→ **LISTED ENTRIES**
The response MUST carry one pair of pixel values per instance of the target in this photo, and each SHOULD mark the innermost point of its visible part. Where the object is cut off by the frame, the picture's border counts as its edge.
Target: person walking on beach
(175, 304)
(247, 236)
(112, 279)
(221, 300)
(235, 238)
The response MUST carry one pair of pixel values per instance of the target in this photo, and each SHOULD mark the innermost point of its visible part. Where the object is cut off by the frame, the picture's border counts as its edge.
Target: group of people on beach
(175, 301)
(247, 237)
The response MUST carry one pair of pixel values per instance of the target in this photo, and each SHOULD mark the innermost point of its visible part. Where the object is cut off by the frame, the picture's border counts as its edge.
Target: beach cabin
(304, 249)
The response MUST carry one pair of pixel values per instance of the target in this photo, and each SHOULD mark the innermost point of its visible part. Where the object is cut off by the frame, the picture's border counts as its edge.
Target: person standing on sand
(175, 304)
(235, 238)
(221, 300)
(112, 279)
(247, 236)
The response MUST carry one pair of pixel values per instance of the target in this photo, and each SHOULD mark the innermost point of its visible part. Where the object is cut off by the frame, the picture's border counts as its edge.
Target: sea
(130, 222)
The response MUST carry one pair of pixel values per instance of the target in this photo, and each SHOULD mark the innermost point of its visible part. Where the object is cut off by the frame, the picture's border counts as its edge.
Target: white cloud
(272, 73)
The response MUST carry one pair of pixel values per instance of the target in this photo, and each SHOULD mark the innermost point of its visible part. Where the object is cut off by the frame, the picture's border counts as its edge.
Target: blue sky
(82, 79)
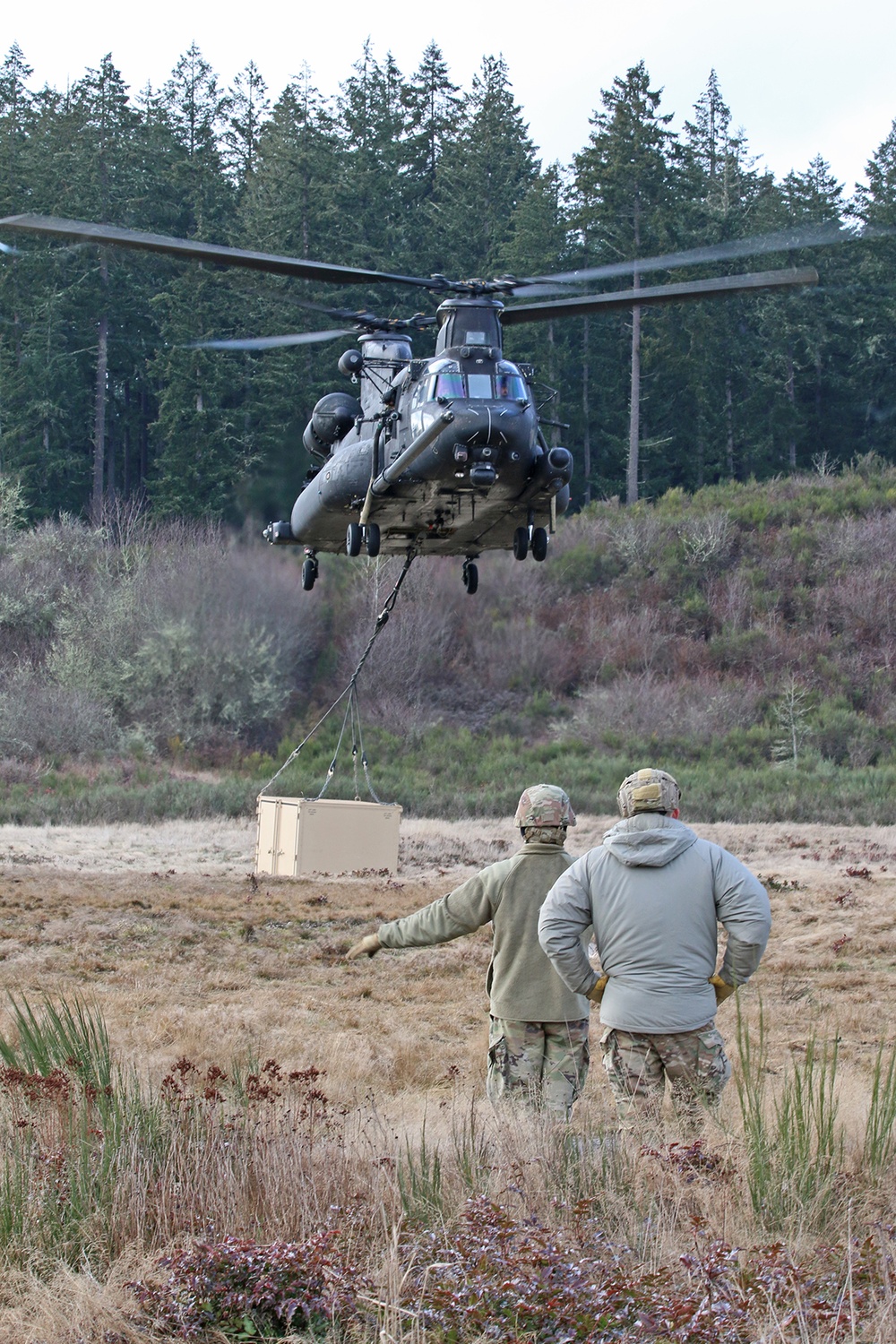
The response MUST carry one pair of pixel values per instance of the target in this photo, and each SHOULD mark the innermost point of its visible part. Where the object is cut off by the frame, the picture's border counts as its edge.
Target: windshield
(449, 384)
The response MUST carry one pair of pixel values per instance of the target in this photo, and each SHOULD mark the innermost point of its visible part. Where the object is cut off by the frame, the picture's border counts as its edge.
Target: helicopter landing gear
(354, 539)
(309, 572)
(538, 543)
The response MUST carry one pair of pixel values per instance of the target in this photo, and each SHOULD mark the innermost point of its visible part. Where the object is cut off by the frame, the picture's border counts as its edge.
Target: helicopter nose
(485, 425)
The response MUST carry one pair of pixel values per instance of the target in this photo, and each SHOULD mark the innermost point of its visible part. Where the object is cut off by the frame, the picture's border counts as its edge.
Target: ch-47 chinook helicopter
(440, 456)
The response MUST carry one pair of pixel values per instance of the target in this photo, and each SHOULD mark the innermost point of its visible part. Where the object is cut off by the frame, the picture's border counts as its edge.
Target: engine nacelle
(331, 421)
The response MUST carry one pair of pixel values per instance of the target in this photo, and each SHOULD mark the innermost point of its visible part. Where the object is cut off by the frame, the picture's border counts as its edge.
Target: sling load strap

→ **WHAT IS NEEDED**
The pictures are not part of the copy. Retype everything else in the entries exactly.

→ **EXERCISE OUTPUT**
The response MUST carry one pair of pixel values per instance of the target in this photo, and each SHOULD mark the innermost point of its visible part. Where the object is cut off by the frame, the picture's border counts as its edge.
Target: person walking on beach
(175, 304)
(247, 236)
(112, 279)
(221, 300)
(235, 238)
The response MUST carry one pair of pixel values per instance of the target in this photo, and each SHOULD mark the innermost point of its visible part. Where the object is cut off by the frame, the picture's border counts as its edge.
Target: group of people on beach
(175, 301)
(247, 237)
The response MUST carry one pair of pixel values per instance of the target in this photo, and each SHOULD mark the innermost point of its visible part. Where the object is cut off by the frame, the picture's border counts as its edge.
Target: beach cabin
(304, 249)
The response MUST carry one pair of pixel values per instance of the target in this photo, and each SHOULD mark the innermost point of its visible part. Where the object is cut off by the frame, the picture's border counts as its edge.
Target: person standing on sand
(175, 304)
(235, 238)
(221, 300)
(112, 279)
(247, 236)
The response MUST carry one pair of pixel values per instance of the target in this photo, and each SHOULD mark the innermost point of its visible part. Where the object is cut off by the frame, the picture's border counts as its edge.
Target: sea
(130, 222)
The response MUST carry one pair of pixel values per instance of the target in this photo, and each SHOULD mark the innermost point of its visible part. Where the object is cut off by the frame, the picture's border counts as its edge.
Target: white cloud
(272, 73)
The response MUST carry one pair of pixel values per instance of the target in this photo, and each SHOULD mark the innermost point of its visible part. Where the object is cut off by the frame, the picture's border counts as its edge.
Target: blue sky
(82, 79)
The response MUST carry one pair of pixel values per instance of the target in this photo, and each SHOULD mark the innermost point of its visible part. Where the object is cut off by the frame, the picture's border counts as its edge.
Target: windshield
(449, 384)
The response MUST carry one pair of pixel values per instance of the target in this photo, and each SHOULD mark the innermost point of its visible part. Where the object is cut off by the frame, the picture's border counts as its edge.
Target: helicopter landing gear
(354, 539)
(309, 572)
(538, 543)
The response MUST carry one pair of pixel values per instance of the target in this photo, and each SHOULD mark the innermost point of its visible part. Where the object is cut off by the frame, the picture's border counts as its edge.
Target: helicopter nose
(485, 425)
The response MUST carry one pair of pixel values per instance of the target in this photo, and each SHOULD mark the innermost point of its visible part. Where the object is cut off by the frame, the picture's border counts as its edge.
Target: ch-47 chinook helicopter
(440, 456)
The response MUST carry one pair of pixel values per instance of the target in this photo, and each SHOULD mark the innermost point of its visible part. Where the object is cut off by the frame, the picture's border counts as its edge.
Target: engine nacelle
(331, 421)
The response MUST carry one pair of pixel values per instance of the target in this photo, and each SHOULD mark the innermost point of its visible part. Where the object is cut off by the frame, the picture's border counts as its edge.
Target: sling load strap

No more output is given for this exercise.